### About this task
Go over the data and work out how many lines include the word "position". Give that number only.
=== Section Start ===
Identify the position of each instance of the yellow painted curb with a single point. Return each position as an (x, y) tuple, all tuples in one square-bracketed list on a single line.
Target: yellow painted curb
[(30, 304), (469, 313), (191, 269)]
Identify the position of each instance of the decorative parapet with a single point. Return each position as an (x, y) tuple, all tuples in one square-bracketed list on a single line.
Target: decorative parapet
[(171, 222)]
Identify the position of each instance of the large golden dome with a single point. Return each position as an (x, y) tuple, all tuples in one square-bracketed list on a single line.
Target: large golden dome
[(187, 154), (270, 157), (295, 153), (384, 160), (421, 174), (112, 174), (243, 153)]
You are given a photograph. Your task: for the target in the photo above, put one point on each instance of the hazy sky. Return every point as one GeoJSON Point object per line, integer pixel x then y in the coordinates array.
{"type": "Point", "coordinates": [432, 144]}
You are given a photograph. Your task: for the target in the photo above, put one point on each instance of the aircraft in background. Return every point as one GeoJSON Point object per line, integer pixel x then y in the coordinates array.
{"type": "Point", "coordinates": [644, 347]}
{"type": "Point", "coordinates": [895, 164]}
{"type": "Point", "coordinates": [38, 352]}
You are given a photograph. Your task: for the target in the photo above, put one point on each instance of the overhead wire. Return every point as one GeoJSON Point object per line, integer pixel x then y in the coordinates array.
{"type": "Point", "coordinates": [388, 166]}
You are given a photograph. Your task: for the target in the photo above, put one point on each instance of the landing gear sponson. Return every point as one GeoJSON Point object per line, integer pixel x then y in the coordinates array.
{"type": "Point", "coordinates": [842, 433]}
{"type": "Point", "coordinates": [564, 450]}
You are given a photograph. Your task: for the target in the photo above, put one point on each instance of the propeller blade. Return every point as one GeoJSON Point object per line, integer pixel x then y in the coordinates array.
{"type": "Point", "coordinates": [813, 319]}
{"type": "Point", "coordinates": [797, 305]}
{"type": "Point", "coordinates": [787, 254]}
=== Section End ===
### Your response
3